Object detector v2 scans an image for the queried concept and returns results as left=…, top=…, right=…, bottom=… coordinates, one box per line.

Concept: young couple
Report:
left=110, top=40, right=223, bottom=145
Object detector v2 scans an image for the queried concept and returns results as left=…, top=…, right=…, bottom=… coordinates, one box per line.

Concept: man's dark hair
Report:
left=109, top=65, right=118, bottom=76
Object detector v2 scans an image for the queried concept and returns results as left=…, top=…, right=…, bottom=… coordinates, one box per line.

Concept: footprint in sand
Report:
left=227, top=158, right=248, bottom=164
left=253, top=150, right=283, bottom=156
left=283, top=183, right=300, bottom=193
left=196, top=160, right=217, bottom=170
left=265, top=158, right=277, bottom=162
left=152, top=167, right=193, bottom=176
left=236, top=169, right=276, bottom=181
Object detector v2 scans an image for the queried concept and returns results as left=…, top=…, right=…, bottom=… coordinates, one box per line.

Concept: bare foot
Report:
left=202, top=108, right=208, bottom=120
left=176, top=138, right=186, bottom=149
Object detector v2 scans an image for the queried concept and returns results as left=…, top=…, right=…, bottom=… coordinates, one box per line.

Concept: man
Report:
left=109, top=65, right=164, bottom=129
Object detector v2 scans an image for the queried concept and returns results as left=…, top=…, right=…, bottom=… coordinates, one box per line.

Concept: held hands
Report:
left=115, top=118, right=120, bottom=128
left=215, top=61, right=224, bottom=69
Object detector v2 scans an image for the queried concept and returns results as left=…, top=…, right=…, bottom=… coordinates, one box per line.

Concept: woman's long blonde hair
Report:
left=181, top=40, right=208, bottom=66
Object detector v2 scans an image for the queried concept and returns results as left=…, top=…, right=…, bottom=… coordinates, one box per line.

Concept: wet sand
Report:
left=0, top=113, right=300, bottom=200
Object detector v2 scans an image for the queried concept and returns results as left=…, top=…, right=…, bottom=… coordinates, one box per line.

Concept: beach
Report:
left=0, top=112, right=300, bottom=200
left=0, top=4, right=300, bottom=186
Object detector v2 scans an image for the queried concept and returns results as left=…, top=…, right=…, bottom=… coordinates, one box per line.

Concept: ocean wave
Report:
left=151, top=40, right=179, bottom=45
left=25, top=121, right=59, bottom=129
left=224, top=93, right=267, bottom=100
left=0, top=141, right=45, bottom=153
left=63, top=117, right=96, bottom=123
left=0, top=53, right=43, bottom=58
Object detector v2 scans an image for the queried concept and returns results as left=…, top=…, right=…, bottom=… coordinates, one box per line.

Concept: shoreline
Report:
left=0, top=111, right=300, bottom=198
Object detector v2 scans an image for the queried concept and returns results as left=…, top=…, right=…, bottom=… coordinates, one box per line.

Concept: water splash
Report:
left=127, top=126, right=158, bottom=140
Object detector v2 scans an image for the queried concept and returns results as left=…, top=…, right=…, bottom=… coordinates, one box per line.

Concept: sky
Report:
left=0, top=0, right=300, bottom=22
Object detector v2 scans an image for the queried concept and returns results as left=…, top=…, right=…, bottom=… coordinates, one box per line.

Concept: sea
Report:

DIRECTIVE: Arrange every line of the items above as a Markdown table with the columns Row and Line. Number the rows in order and leave out the blank lines.

THE RESPONSE:
| Row | Line |
|---|---|
| 1 | Object detector v2 scans an image for the queried concept and returns results as left=…, top=…, right=…, bottom=… coordinates, one box per line. |
| 2 | Concept: young couple |
| 3 | Report: |
| 4 | left=110, top=40, right=223, bottom=145 |
| 5 | Object detector v2 scans an image for the queried concept and returns results as left=…, top=…, right=…, bottom=… coordinates, one box per line. |
| 6 | Concept: man's dark hair |
| 7 | Report: |
| 8 | left=109, top=65, right=118, bottom=76 |
| 9 | Object detector v2 scans an image for the queried concept and returns results as left=…, top=…, right=…, bottom=… coordinates, one box per line. |
| 10 | Concept: footprint in sand |
| 11 | Report: |
| 12 | left=227, top=158, right=248, bottom=164 |
| 13 | left=253, top=150, right=283, bottom=156 |
| 14 | left=283, top=183, right=300, bottom=193 |
| 15 | left=196, top=160, right=217, bottom=170 |
| 16 | left=265, top=158, right=277, bottom=162 |
| 17 | left=152, top=167, right=193, bottom=176 |
| 18 | left=236, top=169, right=276, bottom=181 |
| 19 | Object detector v2 scans an image for the queried concept and returns results as left=…, top=…, right=…, bottom=… coordinates, one box per line. |
| 20 | Concept: bare foot |
| 21 | Report: |
| 22 | left=202, top=108, right=208, bottom=120 |
| 23 | left=176, top=138, right=186, bottom=149 |
| 24 | Object detector v2 scans an image for the queried concept and returns results as left=…, top=…, right=…, bottom=… coordinates, one box per line. |
| 25 | Concept: man |
| 26 | Report: |
| 27 | left=109, top=65, right=164, bottom=129 |
| 28 | Object detector v2 scans an image for the queried concept and returns results as left=…, top=…, right=…, bottom=… coordinates, one box per line. |
| 29 | Concept: held hands |
| 30 | Report: |
| 31 | left=115, top=118, right=120, bottom=128 |
| 32 | left=215, top=61, right=224, bottom=69 |
| 33 | Object detector v2 scans an image for the queried concept and returns results as left=…, top=…, right=…, bottom=… coordinates, one box per line. |
| 34 | Concept: woman's long blonde hair |
| 35 | Report: |
| 36 | left=181, top=40, right=208, bottom=66 |
| 37 | Object detector v2 scans an image for the queried concept and returns results as left=…, top=…, right=…, bottom=… coordinates, one box per line. |
| 38 | Concept: wet sand |
| 39 | Report: |
| 40 | left=0, top=113, right=300, bottom=200 |
| 41 | Object detector v2 scans an image for the queried concept and returns results as left=…, top=…, right=…, bottom=… coordinates, one box per line. |
| 42 | Concept: beach |
| 43 | Report: |
| 44 | left=0, top=112, right=300, bottom=200 |
| 45 | left=0, top=4, right=300, bottom=186 |
| 46 | Object detector v2 scans an image for the queried concept and returns results as left=…, top=…, right=…, bottom=… coordinates, one box per line. |
| 47 | Concept: ocean wave |
| 48 | Report: |
| 49 | left=151, top=40, right=179, bottom=45 |
| 50 | left=25, top=121, right=59, bottom=129 |
| 51 | left=224, top=93, right=267, bottom=100 |
| 52 | left=0, top=141, right=45, bottom=153 |
| 53 | left=63, top=117, right=96, bottom=123 |
| 54 | left=0, top=53, right=43, bottom=58 |
| 55 | Object detector v2 scans an image for the queried concept and returns results as left=…, top=…, right=…, bottom=… coordinates, one box per line. |
| 56 | Concept: shoreline |
| 57 | Report: |
| 58 | left=0, top=111, right=300, bottom=198 |
| 59 | Object detector v2 scans an image for the queried concept and returns results as left=…, top=…, right=…, bottom=… coordinates, one box per line. |
| 60 | Concept: water splash |
| 61 | Report: |
| 62 | left=127, top=126, right=158, bottom=140 |
| 63 | Object detector v2 scans an image for the queried concept and returns results as left=…, top=…, right=…, bottom=… coordinates, one box per line. |
| 64 | Concept: sky |
| 65 | Report: |
| 66 | left=0, top=0, right=300, bottom=22 |
| 67 | Object detector v2 scans an image for the queried concept and returns results as left=…, top=…, right=…, bottom=… coordinates, one box per line. |
| 68 | Concept: sea |
| 69 | Report: |